* [What is required]: Every entry must be copied word for word.

* [Data]:

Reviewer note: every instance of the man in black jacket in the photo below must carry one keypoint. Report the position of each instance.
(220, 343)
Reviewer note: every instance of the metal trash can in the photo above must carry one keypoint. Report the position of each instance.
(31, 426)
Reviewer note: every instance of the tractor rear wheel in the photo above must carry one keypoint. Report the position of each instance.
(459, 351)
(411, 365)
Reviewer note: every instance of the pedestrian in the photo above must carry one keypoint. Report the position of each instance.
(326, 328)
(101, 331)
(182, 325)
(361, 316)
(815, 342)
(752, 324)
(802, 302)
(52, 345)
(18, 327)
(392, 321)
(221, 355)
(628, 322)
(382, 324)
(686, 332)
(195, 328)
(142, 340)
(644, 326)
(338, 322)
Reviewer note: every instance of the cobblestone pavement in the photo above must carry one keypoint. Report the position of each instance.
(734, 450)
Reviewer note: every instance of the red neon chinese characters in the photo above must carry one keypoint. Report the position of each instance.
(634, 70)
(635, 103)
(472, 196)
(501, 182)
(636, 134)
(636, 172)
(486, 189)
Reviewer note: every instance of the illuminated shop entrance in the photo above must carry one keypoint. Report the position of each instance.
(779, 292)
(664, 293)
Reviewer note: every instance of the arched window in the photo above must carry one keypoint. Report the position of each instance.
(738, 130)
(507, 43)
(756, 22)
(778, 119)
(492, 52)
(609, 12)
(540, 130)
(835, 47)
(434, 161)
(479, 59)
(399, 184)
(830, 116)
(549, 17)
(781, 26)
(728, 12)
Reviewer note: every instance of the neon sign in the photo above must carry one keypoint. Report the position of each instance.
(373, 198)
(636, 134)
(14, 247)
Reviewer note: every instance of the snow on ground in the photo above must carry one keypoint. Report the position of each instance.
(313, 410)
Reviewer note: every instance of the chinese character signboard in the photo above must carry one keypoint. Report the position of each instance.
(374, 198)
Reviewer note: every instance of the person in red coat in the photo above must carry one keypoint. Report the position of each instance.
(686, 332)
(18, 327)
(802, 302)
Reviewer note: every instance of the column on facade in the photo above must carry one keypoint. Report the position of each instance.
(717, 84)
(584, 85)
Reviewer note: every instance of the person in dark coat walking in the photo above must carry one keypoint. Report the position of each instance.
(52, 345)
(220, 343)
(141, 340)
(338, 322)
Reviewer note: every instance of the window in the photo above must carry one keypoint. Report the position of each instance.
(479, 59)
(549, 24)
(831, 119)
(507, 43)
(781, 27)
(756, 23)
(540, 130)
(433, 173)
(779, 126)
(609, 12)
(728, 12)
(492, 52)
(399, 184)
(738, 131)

* [The result]:
Reviewer note: every instance of the man in black jacket in the photo below must carry one keypoint. Report the position of each instance.
(220, 343)
Reviewer note: every instance of the metal trash can in the photo above must carry one keypoint. Report the position of each instance.
(31, 426)
Reviewer note: every instance of the tractor rear wheel in the photo above must carry one keypoint. Report the position of each instance.
(459, 351)
(411, 365)
Reviewer note: every instance of the pedestrian in the photo above must carry one keypoint. Report the position of each instance.
(326, 328)
(101, 331)
(182, 325)
(361, 316)
(815, 342)
(752, 324)
(802, 302)
(52, 345)
(18, 327)
(392, 321)
(221, 355)
(628, 322)
(382, 324)
(686, 332)
(195, 328)
(142, 340)
(644, 326)
(338, 322)
Reviewer note: every instance of the cobblestone pavement in the photo above must carry one keypoint. Report the position of each instance.
(734, 450)
Reviewer note: every instance of the red neon chinese characters in the photo above must carry one keypoint. Report the position of each instance.
(634, 70)
(635, 103)
(472, 196)
(501, 182)
(636, 134)
(636, 172)
(486, 189)
Reviewer note: every instance of the illuminated shop entrance in the photo above must carry one keypoint. Report the position of each instance.
(779, 292)
(664, 293)
Reviewer note: every instance of the arched window in the photo above must carry one keypoint. Report the position of each instance.
(738, 130)
(507, 43)
(756, 22)
(778, 119)
(492, 52)
(609, 12)
(540, 130)
(835, 47)
(434, 161)
(479, 59)
(399, 184)
(830, 116)
(549, 17)
(781, 26)
(728, 12)
Reviewer note: every instance of the neon sign in the photo above must carry one keypoint. Report the position of each instance.
(373, 198)
(636, 134)
(14, 247)
Reviewer note: every instance of the snow on ground in the photo above must carry one keypoint. Report the position of each instance.
(313, 410)
Reviewer note: every instance of the chinese character signboard in the photo above must carry one keypoint. Report the position of each instance.
(374, 198)
Reviewer note: every instance of the person in red coat in the photo above must carry one keypoint. Report the position of each instance.
(686, 332)
(18, 327)
(802, 302)
Reviewer note: every instance of the column on facade in the photo above must carry one keypoint. Report the position of each instance.
(717, 84)
(584, 85)
Reviewer note: every instance of the person in dark coat walking in the photo above must carry one keypoint. Report the position of each instance.
(52, 345)
(220, 343)
(141, 340)
(338, 322)
Reviewer note: every instance of the window in the photo above must carry one keypoint. Report the position of each instance.
(479, 59)
(549, 24)
(831, 119)
(507, 43)
(781, 27)
(756, 23)
(540, 130)
(433, 173)
(779, 126)
(609, 12)
(728, 12)
(492, 52)
(399, 184)
(738, 131)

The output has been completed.